## Material for this task
- Opening Delimiter -

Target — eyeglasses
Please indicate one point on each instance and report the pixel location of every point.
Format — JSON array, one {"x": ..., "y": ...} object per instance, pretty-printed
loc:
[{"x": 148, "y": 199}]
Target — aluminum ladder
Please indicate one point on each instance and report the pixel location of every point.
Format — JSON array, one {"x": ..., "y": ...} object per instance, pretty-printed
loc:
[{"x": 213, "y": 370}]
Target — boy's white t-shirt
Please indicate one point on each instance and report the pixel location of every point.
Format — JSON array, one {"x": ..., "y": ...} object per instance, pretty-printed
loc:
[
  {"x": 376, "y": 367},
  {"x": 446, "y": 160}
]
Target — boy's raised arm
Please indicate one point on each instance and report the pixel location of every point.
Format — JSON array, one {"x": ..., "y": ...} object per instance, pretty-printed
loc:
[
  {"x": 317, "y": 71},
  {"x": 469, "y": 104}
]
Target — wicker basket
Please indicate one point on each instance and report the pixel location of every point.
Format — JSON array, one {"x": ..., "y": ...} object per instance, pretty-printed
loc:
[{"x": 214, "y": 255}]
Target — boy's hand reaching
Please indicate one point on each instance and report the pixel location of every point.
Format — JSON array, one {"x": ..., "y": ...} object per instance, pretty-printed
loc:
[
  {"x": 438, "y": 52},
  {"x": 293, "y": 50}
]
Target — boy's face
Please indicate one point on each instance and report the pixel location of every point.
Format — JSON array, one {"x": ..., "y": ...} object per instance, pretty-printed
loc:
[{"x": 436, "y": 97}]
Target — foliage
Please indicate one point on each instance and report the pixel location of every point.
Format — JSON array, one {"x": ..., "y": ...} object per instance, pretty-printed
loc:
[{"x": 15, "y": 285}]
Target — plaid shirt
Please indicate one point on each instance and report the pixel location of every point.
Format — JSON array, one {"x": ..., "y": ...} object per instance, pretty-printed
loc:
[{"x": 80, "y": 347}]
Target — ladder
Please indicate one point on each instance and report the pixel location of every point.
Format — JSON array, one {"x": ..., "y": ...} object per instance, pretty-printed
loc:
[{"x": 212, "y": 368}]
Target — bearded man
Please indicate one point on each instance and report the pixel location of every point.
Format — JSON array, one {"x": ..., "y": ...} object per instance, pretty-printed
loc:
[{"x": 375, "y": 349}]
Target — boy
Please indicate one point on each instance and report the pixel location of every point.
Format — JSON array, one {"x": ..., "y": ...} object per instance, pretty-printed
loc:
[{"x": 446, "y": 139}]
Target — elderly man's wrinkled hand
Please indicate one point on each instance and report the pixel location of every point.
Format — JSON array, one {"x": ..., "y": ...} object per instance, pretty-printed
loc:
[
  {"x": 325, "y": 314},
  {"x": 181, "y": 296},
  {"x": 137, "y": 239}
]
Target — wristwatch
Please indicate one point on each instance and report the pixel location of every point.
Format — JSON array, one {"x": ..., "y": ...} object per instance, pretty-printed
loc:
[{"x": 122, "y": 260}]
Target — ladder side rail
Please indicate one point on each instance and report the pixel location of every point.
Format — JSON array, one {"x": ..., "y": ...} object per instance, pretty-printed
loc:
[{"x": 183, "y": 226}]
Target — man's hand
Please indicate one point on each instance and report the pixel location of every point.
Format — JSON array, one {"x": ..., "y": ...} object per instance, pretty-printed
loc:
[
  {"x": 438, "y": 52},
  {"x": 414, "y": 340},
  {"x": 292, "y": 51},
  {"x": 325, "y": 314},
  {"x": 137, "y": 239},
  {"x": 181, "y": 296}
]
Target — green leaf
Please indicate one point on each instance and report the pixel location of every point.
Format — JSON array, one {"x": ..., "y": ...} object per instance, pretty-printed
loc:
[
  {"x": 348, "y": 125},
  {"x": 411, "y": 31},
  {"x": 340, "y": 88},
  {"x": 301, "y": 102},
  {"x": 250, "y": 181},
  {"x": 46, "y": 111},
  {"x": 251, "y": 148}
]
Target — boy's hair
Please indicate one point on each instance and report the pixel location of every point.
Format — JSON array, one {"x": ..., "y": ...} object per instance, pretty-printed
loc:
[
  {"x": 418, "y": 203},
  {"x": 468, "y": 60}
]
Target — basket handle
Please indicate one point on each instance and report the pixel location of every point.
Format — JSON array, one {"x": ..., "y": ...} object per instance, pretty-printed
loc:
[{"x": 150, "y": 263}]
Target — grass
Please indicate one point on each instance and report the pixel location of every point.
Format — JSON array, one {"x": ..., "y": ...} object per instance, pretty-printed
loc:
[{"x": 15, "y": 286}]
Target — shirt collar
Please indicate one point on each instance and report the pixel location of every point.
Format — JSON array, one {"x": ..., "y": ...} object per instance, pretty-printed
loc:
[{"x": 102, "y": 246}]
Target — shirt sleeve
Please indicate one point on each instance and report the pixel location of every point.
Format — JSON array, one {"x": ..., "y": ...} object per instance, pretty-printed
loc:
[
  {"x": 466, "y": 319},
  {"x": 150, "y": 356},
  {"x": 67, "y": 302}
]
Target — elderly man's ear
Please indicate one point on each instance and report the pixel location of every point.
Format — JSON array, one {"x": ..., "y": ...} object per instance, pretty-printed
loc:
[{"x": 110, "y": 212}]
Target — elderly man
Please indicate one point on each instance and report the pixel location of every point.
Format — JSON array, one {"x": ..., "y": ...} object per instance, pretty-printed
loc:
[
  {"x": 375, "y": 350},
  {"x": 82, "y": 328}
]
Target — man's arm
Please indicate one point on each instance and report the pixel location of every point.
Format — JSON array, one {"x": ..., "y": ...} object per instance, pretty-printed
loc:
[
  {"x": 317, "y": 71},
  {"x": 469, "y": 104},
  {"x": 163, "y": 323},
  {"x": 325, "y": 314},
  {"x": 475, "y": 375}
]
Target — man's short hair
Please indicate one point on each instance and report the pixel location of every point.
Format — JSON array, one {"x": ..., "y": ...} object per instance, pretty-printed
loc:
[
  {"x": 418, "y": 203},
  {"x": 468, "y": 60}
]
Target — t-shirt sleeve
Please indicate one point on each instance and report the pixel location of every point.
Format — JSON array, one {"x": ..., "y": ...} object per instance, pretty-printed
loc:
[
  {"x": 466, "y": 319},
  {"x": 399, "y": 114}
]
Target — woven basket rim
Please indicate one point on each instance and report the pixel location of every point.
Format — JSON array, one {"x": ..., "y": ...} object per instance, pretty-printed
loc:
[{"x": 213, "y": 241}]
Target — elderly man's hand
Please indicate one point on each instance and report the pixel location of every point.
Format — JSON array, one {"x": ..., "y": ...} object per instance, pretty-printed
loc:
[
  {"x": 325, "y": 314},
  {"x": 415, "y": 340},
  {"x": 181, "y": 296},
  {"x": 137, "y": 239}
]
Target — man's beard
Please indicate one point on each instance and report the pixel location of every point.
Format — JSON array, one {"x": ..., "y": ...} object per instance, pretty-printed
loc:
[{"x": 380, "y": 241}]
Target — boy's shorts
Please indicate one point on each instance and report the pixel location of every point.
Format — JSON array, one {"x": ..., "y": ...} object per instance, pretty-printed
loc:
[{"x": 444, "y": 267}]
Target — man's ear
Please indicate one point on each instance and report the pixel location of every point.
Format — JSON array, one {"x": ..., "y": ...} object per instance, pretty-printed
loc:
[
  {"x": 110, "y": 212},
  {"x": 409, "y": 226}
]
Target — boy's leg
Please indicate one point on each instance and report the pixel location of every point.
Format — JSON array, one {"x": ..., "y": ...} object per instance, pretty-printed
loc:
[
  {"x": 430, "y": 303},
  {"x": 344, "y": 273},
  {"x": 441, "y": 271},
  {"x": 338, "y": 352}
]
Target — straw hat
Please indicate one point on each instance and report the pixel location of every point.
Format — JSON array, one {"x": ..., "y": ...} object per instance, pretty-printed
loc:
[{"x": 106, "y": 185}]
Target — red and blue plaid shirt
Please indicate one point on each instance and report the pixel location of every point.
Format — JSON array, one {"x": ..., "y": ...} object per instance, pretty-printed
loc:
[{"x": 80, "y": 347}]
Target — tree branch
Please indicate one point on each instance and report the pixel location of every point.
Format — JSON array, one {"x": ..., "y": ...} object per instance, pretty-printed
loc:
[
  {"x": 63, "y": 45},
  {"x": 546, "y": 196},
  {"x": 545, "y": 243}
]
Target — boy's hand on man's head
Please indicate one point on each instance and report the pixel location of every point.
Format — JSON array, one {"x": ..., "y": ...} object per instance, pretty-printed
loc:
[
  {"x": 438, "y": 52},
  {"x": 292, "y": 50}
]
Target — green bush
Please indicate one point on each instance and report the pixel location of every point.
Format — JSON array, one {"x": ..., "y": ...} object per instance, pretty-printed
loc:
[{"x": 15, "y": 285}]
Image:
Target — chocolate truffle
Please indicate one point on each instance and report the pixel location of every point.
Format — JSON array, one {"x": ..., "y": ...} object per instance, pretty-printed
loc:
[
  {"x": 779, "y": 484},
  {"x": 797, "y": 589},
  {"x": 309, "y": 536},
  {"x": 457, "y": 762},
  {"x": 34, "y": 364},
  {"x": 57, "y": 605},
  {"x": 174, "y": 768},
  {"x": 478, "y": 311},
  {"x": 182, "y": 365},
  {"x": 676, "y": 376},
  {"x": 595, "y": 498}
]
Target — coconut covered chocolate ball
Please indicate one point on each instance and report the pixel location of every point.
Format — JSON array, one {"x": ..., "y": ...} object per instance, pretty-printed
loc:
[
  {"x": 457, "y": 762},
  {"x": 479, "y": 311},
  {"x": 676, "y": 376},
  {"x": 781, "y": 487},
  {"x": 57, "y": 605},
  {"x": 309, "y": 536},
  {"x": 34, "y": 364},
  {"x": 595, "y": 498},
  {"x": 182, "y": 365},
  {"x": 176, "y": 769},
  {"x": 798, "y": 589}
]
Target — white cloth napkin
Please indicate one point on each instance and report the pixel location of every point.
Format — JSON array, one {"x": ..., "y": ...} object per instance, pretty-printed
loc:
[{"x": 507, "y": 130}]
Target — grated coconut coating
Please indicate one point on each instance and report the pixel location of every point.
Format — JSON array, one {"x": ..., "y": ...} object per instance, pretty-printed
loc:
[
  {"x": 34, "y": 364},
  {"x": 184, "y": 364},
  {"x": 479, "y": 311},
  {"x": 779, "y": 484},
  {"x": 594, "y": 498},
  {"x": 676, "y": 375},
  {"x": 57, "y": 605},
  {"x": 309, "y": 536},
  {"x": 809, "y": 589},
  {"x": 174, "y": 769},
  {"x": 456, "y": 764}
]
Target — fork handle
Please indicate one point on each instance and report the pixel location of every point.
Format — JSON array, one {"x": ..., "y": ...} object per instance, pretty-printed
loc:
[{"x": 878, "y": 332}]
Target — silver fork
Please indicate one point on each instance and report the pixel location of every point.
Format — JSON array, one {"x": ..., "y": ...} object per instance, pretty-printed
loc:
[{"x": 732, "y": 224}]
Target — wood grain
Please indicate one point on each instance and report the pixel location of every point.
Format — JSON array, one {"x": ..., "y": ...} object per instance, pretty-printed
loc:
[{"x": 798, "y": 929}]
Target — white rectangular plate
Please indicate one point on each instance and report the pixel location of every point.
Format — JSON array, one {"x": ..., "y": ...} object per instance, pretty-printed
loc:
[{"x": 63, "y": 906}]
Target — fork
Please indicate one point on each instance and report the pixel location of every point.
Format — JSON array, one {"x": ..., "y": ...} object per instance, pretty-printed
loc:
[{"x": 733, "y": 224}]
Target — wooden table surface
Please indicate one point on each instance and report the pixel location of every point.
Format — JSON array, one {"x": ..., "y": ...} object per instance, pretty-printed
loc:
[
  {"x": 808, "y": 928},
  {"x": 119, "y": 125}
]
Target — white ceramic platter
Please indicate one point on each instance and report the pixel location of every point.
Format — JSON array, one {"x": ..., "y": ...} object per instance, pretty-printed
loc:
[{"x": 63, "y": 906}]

- Closing Delimiter -

## Assigned task
Which lines of the data include the string "shirt"? Find them and copy each one.

## Exercise solution
Target — boy's white t-shirt
Target — plaid shirt
Target — shirt collar
Target — shirt sleeve
Target — t-shirt sleeve
Target — red and blue plaid shirt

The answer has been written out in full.